» Parts of the exercise:
[a] Decide whether each statement below agrees with the text on the couple bubble: (i) Tatkin describes three steps toward developing a couple bubble; (ii) to be useful, shared agreements must be discussed and agreed on by both partners; (iii) secure functioning puts the individual above the relationship. Answer each with yes or no and quote the words of the text that decide it.
[b] Reproduce word for word the passage of the text on the couple bubble that starts at the words "- We support" and ends after the words "we both agree.".

“Couple Bubble” is a term popularized by the author and couples therapist, Stan Tatkin, PhD. It describes a boundary that is mutually constructed by a couple that connects and protects the couple from big or little and inner or outer life events that challenge secure functioning. Secure functioning as described by Tatkin is a way of relating that prioritizes the relationship above all else. Secure functioning couples honor themselves, their partner, and are in service of the relationship.
The couple bubble protects the couple’s resources and sustains the ongoing safety and security of the relationship. It’s part of what makes risking vulnerability and intimacy possible. It offers each member of the couple a soft landing as well as a sense that we’re in this together, no matter what. I got your back and I trust you have mine, period. Each member of the partnership assures the safety and security of their partner.
This way of relating frees up tremendous resources and energy that can be dedicated to other areas of life including individual pursuits or parenting.
Many couples argue about the basic tenants of their relationship. That arguing zaps everyone’s energy and overtime erodes trust. Life is so much easier when you aren’t arguing about the basic tenants of what’s important in your relationship.
Tatkin describes two steps toward developing a couple bubble.
1) The relationship comes first before all other matters and all other relationships. “You are in each other’s care,” says Tatkin. You’ve agreed to have each other’s backs.
2) You have a set of shared agreements that guides your relationship and serves both the personal and mutual good.
Shared Agreements, what Tatkin calls Guiding Principles support the endeavor of secure functioning. They help reorient or course correct when you aren’t being your best self. Shared Agreements help define the “Us” and what you love about the relationship. Shared agreements are principles that answer how do we want the relationship to be? What are the conditions that enable us both to thrive and move forward? Shared agreements/principles are the do and don’t do that support the secure connection of the relationship.
In order for the principles/agreements to be useful they must be discussed and agreed on by both partners. Tatkin says it’s important for both partners to be clear about why each agreement is a good for both. Shared agreements are fair and just. They cover the big things so that couples don’t get hooked into fighting about small stuff.
Here’s some examples.
- Our relationship comes first.
- We tell each other everything, we practice honesty without omitting anything.
- We support each other. We endeavor kindness, compassion, and consideration.
- We protect each other in public and private.
- We seek to understand before seeking to be understood.
- We move together, no unilateral decisions.
- We know each other so well that we are experts on one another. Therefore we can cut each other slack.
- We don’t let “thirds”, (the people, career, choices) interfere with our couple bubble unless we both agree.
- We drop everything to tend to one another’s distress.
- We promote independent endeavors and celebrate each other’s achievements.
- We repair misunderstandings as soon as possible.
- If one of us falls out of line we discuss it and it’s followed by a corrective action.
- We honor our “stop safe word” to time-out before arguments become destructive.
One of the things that couples discover when they are developing shared principles or agreements is each had many assumptions/expectations about how the relationship would work that weren’t discussed.
It’s important to talk about expectations.

» Data supplied:
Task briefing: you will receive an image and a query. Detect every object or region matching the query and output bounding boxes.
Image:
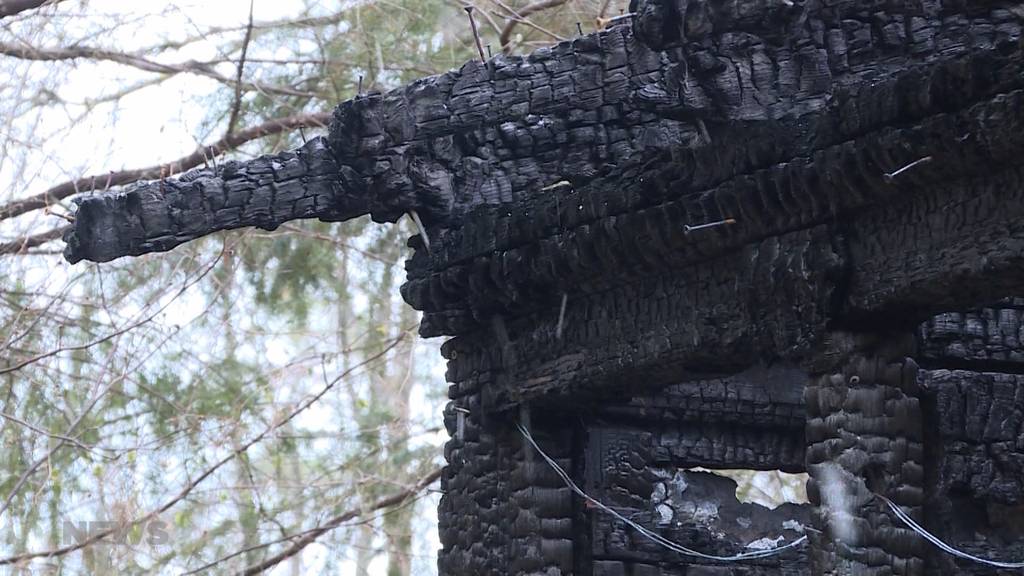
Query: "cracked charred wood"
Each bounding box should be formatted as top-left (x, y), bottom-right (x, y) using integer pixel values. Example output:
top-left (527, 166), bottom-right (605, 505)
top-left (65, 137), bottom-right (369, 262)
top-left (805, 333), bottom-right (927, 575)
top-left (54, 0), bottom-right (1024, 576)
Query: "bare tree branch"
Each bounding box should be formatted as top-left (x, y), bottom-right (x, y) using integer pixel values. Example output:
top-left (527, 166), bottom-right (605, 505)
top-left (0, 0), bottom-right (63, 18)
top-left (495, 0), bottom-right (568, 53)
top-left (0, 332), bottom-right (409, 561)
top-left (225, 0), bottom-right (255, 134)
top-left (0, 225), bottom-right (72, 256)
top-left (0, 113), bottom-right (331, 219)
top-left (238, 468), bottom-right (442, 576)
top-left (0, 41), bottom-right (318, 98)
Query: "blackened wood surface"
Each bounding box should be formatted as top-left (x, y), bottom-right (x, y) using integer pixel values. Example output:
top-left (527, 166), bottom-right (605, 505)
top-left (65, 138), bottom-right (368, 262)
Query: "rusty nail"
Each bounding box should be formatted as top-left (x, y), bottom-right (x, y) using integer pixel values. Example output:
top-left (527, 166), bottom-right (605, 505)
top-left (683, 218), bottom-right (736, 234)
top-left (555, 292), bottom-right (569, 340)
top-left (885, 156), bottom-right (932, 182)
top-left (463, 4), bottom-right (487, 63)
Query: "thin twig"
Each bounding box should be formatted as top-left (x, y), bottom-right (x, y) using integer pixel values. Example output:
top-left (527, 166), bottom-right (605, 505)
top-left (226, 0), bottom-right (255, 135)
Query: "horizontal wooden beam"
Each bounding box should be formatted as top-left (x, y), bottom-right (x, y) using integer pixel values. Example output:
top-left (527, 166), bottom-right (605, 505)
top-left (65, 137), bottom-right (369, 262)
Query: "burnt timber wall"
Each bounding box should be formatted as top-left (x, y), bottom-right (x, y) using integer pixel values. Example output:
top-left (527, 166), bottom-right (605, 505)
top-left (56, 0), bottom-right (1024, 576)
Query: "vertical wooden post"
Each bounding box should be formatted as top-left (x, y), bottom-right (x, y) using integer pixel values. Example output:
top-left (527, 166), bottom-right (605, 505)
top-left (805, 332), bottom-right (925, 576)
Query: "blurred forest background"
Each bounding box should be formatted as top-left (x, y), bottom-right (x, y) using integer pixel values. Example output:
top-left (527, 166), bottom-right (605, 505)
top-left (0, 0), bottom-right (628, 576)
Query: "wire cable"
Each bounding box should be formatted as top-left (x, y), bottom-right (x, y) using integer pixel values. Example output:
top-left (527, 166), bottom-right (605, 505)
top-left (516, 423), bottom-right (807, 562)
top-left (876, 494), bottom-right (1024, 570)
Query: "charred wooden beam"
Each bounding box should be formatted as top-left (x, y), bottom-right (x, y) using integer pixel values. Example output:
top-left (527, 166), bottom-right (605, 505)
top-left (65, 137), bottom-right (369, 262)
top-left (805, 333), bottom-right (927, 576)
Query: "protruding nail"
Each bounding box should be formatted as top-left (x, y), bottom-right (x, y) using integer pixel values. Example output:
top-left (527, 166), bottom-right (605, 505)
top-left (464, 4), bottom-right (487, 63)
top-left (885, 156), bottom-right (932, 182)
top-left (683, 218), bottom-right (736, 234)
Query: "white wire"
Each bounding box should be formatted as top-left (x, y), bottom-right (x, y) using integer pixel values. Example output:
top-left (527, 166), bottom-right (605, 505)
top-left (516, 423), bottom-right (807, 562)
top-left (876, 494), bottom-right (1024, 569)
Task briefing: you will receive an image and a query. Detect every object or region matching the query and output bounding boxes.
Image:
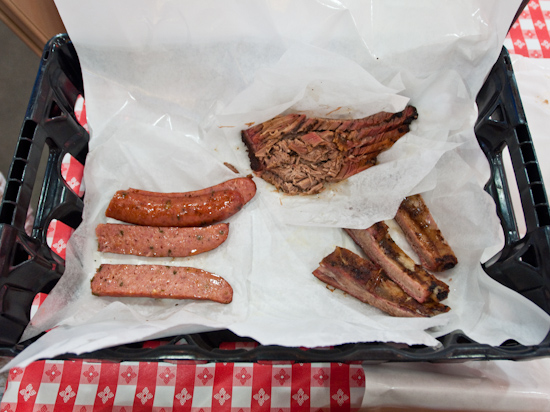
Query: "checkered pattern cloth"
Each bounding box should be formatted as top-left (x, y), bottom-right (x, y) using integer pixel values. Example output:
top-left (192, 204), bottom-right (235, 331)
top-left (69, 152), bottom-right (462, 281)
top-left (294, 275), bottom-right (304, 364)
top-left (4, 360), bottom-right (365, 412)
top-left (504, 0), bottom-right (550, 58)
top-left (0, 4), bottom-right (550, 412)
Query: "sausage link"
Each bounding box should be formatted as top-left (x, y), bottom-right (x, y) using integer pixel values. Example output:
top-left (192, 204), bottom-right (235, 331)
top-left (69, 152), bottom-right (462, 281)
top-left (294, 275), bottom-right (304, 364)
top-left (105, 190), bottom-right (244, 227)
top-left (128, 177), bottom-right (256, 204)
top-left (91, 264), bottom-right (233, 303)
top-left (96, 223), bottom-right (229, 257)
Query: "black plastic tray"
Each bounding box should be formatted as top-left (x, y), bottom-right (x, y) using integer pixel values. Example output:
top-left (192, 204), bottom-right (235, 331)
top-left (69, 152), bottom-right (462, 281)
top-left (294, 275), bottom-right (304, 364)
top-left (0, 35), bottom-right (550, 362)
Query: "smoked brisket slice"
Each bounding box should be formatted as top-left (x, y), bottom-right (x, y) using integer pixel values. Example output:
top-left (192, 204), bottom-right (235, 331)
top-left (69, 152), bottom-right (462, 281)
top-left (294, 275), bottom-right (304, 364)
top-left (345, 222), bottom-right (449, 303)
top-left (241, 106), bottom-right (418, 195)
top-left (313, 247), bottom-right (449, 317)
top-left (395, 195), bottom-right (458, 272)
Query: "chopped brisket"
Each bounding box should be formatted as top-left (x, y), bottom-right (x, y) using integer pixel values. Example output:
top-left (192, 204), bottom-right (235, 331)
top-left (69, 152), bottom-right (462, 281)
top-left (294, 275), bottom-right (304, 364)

» Answers for each item:
[a]
(i) No: "Tatkin describes two steps toward developing a couple bubble."
(ii) Yes: "In order for the principles/agreements to be useful they must be discussed and agreed on by both partners."
(iii) No: "Secure functioning as described by Tatkin is a way of relating that prioritizes the relationship above all else."

[b]
- We support each other. We endeavor kindness, compassion, and consideration.
- We protect each other in public and private.
- We seek to understand before seeking to be understood.
- We move together, no unilateral decisions.
- We know each other so well that we are experts on one another. Therefore we can cut each other slack.
- We don’t let “thirds”, (the people, career, choices) interfere with our couple bubble unless we both agree.